(Source records)
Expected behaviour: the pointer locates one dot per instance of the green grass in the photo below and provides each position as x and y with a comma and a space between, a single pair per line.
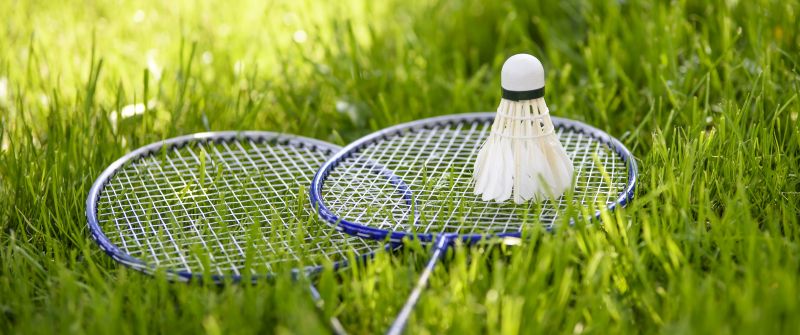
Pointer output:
704, 93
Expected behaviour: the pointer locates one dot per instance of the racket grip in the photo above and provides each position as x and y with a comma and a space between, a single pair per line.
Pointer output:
400, 321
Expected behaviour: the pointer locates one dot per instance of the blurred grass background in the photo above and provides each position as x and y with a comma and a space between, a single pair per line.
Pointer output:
705, 93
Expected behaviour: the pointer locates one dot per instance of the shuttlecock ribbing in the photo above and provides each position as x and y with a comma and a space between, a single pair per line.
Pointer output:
522, 157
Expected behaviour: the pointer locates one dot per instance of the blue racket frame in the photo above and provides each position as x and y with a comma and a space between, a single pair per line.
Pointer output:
121, 257
443, 241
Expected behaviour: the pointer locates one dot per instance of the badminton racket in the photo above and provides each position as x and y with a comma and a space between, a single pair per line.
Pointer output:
219, 206
415, 181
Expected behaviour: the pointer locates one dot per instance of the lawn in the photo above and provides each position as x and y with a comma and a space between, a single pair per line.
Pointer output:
704, 93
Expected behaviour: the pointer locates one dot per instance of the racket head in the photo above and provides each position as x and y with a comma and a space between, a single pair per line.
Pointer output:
149, 237
375, 164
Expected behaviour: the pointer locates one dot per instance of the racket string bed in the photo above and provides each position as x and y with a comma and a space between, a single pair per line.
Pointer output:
444, 152
214, 205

• _YOUR GOAL_:
Copy verbatim the lines of the records, starting at the line that contains "the racket string" and ending at the final line of the records, with both of these lines included.

• _TASK RESULT_:
Expected behaviour: the pointer locates one dot per instance of the racket string bed in the photo above and provides each position as x and y with a comma and a space between, a single pair per line.
Pointer output:
444, 152
214, 205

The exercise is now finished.